The extent of environmental destruction could be insurmountable

David E. Blockstein of the National Council for Science and the Environment described how the current process of de-extinction isn't precisely bringing back extinct species, and he uses the passenger pigeon as an example. The plan to insert passenger pigeon DNA into band-tailed pigeons won't magically create passenger pigeons — instead, he calls them "a chimera." It might look like a passenger pigeon, but it wouldn't be one — and he adds that the chances it would act like one would be "essentially zero."

The Ecological Society of America agrees, saying that the chances that a species brought back from extinction would simply step back into old roles — particularly in an ecosystem that's been vastly changed — just isn't going to happen. What will happen, they stress, is that these old species will become invasive, and there's the potential that they'll destroy all the other plants and animals that have settled into the environment in the meantime.

They use the example of the common reed. Reeds were found across North America, and everything was fine. When Eurasian reeds — which looked pretty much the same, and filled a similar role in their native ecosystems — were introduced to North America, everything was not fine. The reeds became an invasive species that strangled North American wetlands, destroyed ecosystems, sent native plants and animals spiraling into extinction, and eradication efforts still cost millions of dollars every year. Bottom line? Re-introducing extinct species could break the planet's already-precarious ecosystems.

Should we use animals as surrogates?

When CNN talked to Colossal project leaders, they noted that they were looking at implanting genetically engineered embryos into elephant surrogates — and that opens a whole other can of ethical worms. Love Dalen is a professor of evolutionary genetics at Stockholm's Centre for Palaeogenetics, and explains it like this: Woolly mammoths are as genetically different from Asian elephants — the suggested surrogates — as humans are different from chimpanzees. Should one be made to carry the other? Weird, right? And that's not even getting into the fact that National Geographic points out that Asian elephants are endangered, too, with a population that's been on the decline for decades.

[Stored data entries]
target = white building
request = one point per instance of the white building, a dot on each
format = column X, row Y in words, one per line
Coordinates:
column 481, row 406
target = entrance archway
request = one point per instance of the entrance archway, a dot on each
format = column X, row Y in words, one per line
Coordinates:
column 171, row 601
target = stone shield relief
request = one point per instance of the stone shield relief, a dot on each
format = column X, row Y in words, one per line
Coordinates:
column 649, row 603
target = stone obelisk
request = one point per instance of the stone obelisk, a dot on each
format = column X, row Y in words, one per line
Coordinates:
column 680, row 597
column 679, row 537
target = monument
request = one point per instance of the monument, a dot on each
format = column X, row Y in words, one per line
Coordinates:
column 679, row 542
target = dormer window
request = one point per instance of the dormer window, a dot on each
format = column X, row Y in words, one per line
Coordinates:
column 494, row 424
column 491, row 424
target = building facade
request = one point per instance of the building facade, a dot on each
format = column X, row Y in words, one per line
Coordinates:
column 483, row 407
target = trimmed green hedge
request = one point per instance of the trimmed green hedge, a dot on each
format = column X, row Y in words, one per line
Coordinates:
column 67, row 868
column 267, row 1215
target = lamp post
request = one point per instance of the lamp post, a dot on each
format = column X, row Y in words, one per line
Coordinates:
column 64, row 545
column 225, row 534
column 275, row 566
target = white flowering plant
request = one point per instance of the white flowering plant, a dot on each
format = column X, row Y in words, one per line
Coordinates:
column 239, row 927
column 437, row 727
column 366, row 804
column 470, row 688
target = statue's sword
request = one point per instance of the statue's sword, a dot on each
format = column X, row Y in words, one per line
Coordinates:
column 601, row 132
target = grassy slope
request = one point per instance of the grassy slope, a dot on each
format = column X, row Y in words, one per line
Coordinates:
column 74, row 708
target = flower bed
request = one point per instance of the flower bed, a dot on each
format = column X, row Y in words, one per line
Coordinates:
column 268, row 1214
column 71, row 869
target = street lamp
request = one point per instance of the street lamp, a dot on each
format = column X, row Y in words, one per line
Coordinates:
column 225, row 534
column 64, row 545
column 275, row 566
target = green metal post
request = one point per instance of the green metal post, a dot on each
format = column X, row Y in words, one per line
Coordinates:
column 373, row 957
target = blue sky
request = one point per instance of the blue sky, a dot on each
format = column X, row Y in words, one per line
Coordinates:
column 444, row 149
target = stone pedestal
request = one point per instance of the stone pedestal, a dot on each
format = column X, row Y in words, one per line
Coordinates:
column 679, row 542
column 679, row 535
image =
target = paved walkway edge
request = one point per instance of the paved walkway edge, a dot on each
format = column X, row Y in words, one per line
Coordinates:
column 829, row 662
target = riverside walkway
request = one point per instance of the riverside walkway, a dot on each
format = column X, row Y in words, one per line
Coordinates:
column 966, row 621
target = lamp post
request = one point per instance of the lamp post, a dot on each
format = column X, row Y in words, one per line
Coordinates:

• **Task objective**:
Pick up the de-extinction article after its last sentence and continue it.

• **Result**:
Dr. Barry Starr, a geneticist at The Tech Museum of Innovation, paints a dismal picture of the life destined for elephants chosen as surrogates (via KQED). The nature of experimental cloning or genetic engineering means there will be many, many failed pregnancies, and countless baby mammoths who are born stillborn, miscarried, or who die in infancy. Starr writes: "In this scenario, these intelligent, caring animals are forced to endure multiple failed pregnancies and many dead babies."

National Geographic has cited mounting evidence that yes, elephants do mourn the loss of their loved ones. William & Mary professor of anthropology Barbara King says, "I have no doubt that elephants grieve. We know these are smart and emotional creatures." So, what right do we have to turn them into baby factories?

De-extinction has happened naturally

So here's a weird story, and it's the one about the bird that evolved itself right out of extinction without any help from humans — or their opposable thumbs. It's called the white-throated rail, and according to research published by the University of Portsmouth and the Natural History Museum (via EurekAlert!), it lived on the small islands around Madagascar for a long, long time. Over the generations, a complete lack of predators meant that the birds gradually evolved to lose the ability to fly, and that ended up bringing an end to the species. Around 136,000 years ago, their island home flooded, and the white-throated rail went extinct.

Then, around 100,000 years ago, the waters receded and another group of rails settled down on the same islands. They, too, had no predators, and a study of the fossil remains shows that this second ground of birds evolved in the exact same way and lost their ability to fly.

The process of a species re-evolving after going extinct is called iterative evolution, says CBS. It's rare, but it does happen when an "ancestral species" is subjected to the same conditions and evolves the same way as predecessors to recreate a previously extinct species. Nature, it turns out, can do some incredible things when left alone long enough to do it.